[Records for pointing and labeling]

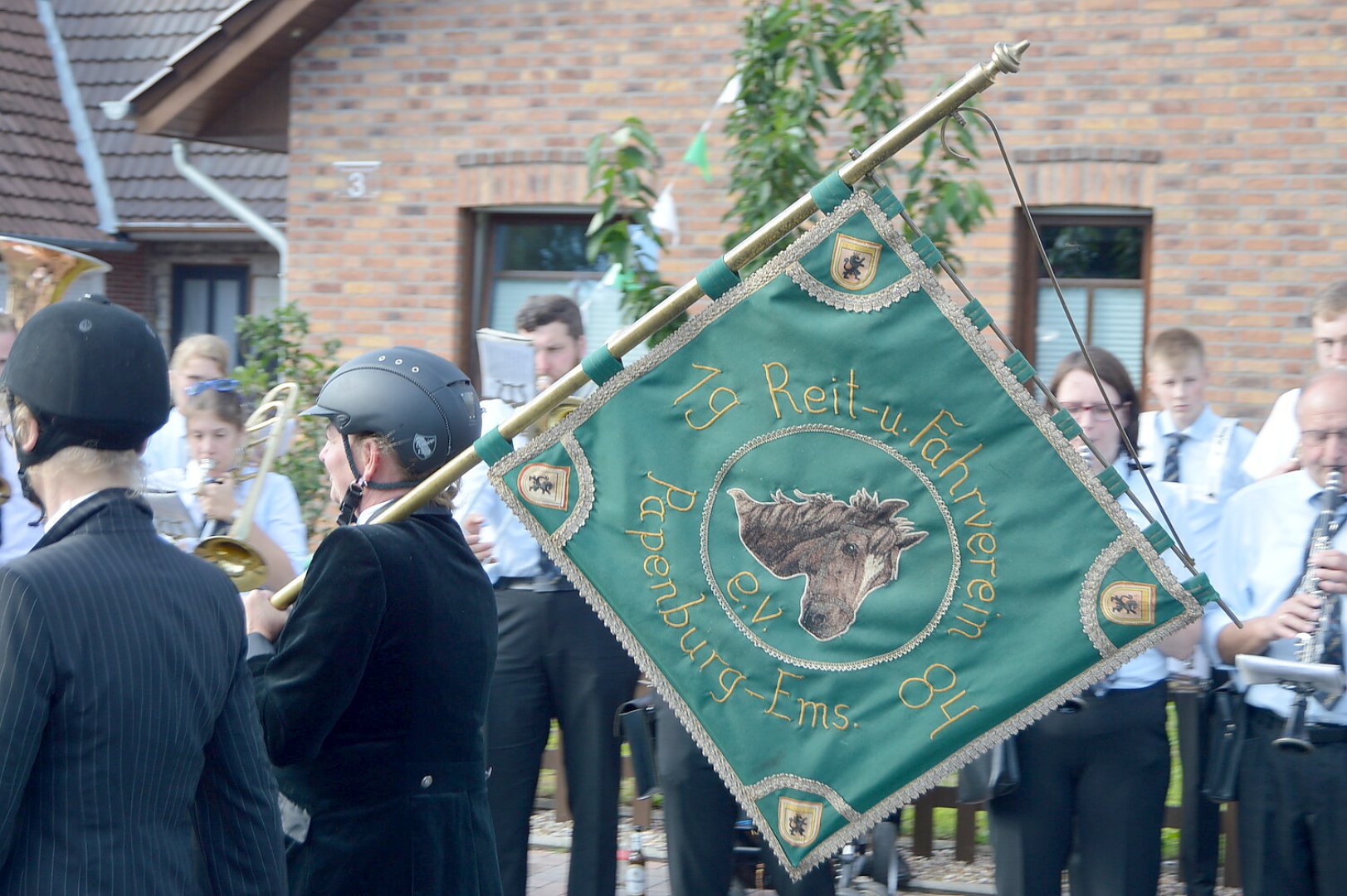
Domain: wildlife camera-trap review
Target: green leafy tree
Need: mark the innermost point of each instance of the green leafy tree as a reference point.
(622, 164)
(274, 351)
(813, 69)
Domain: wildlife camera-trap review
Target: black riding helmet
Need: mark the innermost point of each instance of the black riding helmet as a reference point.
(423, 405)
(92, 373)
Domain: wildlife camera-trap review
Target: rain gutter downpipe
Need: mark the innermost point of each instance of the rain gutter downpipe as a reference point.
(233, 205)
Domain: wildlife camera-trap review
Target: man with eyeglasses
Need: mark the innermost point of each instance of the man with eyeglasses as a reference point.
(1275, 451)
(1292, 806)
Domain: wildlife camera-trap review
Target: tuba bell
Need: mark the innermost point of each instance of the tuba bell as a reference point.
(41, 274)
(38, 275)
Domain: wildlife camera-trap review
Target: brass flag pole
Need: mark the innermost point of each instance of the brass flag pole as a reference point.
(1005, 60)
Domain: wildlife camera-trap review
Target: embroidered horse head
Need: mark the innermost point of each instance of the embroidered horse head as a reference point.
(843, 550)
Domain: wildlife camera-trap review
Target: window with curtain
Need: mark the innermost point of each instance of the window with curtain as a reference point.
(536, 255)
(1102, 265)
(207, 298)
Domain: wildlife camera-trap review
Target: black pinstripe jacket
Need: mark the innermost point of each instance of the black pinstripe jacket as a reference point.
(127, 718)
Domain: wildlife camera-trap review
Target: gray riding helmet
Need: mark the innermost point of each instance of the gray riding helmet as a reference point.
(423, 405)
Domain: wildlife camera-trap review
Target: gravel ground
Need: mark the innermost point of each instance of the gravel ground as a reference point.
(938, 874)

Task description: Output everything from the start of the records down to the line containing "(1292, 806)" as a two-column CSV with the columns "request" and "answer," giving one row per request with its text and its answer each in a single quoted field and any line breaks replaced by spaces. Leave the pictures out of the CSV.

Task solution:
request,answer
"Domain: wildlife camera-trap review Target: green leafy tree Need: mark the innermost point of each instance of the green leafy tree as a reference point.","(622, 164) (274, 351) (813, 69)"
"Domain: wildlife camera-trap review Target: black riding helmet Need: mark the innermost point of each instance of the black riding helmet as a reference point.","(423, 405) (92, 373)"
"Domain: wildlife camera-trap review Target: rain gutter downpipe Need: mark the innermost point of each instance of the rain gutter downpipe as a reference point.","(233, 205)"
"Domain: wildlife camera-trap review Target: man with eyeglasses Need: mark the innermost point of each instance of the man with eyeglasses as a reference point.","(1275, 451) (1292, 806)"